(Beginning of Exercise text)

Currently, we make about 300 million tons of plastic every year, and the vast majority of it is not recycled. Plastics don’t really break down in the environment, and researchers are looking for ways to tackle the growing problem of plastic waste. Materials made by cells are much more likely to be biodegradable, Joshi says.

“Biology is very good at converting stuff that was useful in one form into another form and reusing all the same raw materials to make something else,” Joshi says. “Anything that you make from a living system is likely going to be more degradable than plastic.”

Joshi and his colleagues are already working on several new materials in their lab, including plastic-like substances created by bacteria.

“Learning from nature has been one part of doing this research,” says Avinash Manjula Basavanna, a postdoctoral researcher who has been focusing on creating bioplastics. “But this is one step ahead of typical biomimicry. We are engineering biology to customize materials to whatever we want.”

(End of Exercise text)
(Beginning of Input data)

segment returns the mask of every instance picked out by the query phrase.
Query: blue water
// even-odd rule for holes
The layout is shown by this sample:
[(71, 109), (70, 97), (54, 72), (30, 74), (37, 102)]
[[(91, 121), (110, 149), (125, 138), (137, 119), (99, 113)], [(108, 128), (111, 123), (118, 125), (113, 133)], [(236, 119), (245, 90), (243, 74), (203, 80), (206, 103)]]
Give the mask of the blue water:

(End of Input data)
(Beginning of Input data)

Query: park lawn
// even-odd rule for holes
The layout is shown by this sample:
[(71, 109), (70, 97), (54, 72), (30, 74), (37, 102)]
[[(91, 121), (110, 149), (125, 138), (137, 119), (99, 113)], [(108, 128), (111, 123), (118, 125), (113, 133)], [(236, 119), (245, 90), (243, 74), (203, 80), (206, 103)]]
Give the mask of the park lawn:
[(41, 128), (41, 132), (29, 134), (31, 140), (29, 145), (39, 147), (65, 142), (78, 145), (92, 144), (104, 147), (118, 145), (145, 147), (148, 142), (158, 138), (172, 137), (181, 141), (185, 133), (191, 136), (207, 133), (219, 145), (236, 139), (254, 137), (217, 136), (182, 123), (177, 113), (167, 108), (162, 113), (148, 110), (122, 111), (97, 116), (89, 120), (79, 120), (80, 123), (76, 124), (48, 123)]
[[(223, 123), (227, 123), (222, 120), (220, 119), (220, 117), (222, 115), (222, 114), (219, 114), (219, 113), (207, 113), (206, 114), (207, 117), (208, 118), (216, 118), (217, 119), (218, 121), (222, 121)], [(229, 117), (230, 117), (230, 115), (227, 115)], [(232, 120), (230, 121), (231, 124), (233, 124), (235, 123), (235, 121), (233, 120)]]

(End of Input data)

### To do
Pick up the passage about plastic waste and materials made by living systems after its final sentence and extend it.

### Output below
The group is also tweaking a biofilm created by E. coli bacteria to have different properties. The bacteria could be used to create a protective layer in the gut of someone with Crohn’s disease or colitis, guiding healing of lesions and inflamed areas.

“In the next 10 years, we will talk about using microbes for producing materials for different applications beyond what we can even imagine right now,” says Anna Duraj-Thatte, a postdoctoral researcher in the lab. “This is just the beginning.”